<<<<

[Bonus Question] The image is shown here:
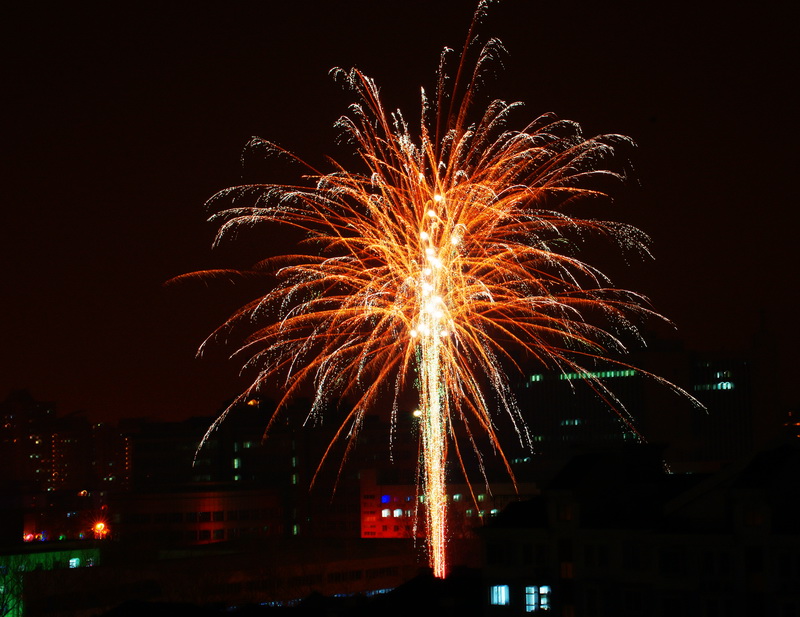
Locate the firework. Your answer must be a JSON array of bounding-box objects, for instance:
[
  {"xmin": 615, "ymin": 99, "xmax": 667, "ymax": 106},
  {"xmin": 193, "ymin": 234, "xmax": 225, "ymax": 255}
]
[{"xmin": 183, "ymin": 3, "xmax": 680, "ymax": 577}]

>>>>

Select every line of the items above that contains the string "xmax", matching case exactly, and copy each one out.

  {"xmin": 615, "ymin": 99, "xmax": 667, "ymax": 106},
  {"xmin": 193, "ymin": 234, "xmax": 225, "ymax": 255}
[{"xmin": 183, "ymin": 3, "xmax": 680, "ymax": 577}]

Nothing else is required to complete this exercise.